**MATERIAL FOR THIS EXERCISE**
[START]

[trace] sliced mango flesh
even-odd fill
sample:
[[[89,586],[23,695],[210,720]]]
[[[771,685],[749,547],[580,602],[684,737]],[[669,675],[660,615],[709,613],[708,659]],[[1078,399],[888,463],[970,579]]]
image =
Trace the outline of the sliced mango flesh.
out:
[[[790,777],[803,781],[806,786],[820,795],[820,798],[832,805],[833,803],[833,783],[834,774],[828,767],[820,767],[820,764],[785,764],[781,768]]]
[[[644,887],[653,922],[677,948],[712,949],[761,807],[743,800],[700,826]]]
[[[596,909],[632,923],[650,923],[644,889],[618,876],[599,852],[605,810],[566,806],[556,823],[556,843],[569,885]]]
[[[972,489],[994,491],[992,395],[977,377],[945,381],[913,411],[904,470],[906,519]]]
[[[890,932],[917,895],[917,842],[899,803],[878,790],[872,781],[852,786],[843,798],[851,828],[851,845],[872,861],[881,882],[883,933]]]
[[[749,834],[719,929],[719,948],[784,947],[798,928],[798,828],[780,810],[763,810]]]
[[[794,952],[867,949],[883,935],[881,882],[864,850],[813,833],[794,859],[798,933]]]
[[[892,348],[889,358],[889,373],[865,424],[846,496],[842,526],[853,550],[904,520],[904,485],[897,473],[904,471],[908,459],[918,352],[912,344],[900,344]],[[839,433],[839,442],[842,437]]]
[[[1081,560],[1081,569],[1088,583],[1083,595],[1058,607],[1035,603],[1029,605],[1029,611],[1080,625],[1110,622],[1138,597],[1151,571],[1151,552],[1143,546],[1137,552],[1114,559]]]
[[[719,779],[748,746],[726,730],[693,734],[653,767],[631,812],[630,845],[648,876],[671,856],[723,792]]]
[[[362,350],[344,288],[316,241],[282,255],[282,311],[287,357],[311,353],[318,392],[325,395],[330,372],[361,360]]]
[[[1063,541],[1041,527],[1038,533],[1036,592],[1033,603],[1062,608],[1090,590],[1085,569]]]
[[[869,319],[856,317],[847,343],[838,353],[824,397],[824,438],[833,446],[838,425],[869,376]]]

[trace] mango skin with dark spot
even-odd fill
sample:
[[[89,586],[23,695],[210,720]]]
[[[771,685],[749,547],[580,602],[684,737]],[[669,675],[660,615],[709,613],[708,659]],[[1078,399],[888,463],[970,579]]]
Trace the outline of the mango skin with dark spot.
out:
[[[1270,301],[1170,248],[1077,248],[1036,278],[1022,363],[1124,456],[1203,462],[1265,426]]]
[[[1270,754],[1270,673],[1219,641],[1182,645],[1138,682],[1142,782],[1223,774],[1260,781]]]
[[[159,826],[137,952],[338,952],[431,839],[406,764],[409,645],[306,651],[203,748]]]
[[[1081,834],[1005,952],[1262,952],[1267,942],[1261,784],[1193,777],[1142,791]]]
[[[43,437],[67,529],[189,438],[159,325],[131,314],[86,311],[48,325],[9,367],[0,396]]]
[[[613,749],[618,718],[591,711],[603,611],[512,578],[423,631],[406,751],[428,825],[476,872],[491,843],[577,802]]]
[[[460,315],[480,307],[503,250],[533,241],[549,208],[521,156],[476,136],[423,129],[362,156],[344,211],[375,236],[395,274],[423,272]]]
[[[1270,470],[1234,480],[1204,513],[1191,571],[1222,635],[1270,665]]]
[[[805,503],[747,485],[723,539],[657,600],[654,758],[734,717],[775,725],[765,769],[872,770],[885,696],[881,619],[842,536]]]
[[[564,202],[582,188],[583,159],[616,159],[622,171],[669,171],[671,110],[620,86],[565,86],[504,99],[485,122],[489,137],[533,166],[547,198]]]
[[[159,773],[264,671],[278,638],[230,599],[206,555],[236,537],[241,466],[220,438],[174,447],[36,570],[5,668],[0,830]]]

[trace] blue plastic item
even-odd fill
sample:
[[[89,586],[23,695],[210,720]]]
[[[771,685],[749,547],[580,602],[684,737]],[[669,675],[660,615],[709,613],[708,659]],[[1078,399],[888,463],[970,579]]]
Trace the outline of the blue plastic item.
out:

[END]

**DIRECTION**
Lay out the stretch from the line containing "[trace] blue plastic item" through the end of the records as a Markdown table with two columns, No. and Text. Put a running number in No. and the line in Text, and leave out any blank lines.

**SOLUTION FOR THIS PROBLEM**
| No. | Text |
|---|---|
| 1 | [trace] blue plastic item |
| 2 | even-odd fill |
| 3 | sample: |
| 4 | [[[89,586],[23,695],[210,720]]] |
| 5 | [[[771,685],[749,547],[580,602],[684,737]],[[669,675],[660,615],[709,613],[708,659]],[[1078,399],[888,463],[970,579]]] |
| 6 | Trace the outline of the blue plastic item. |
| 7 | out: |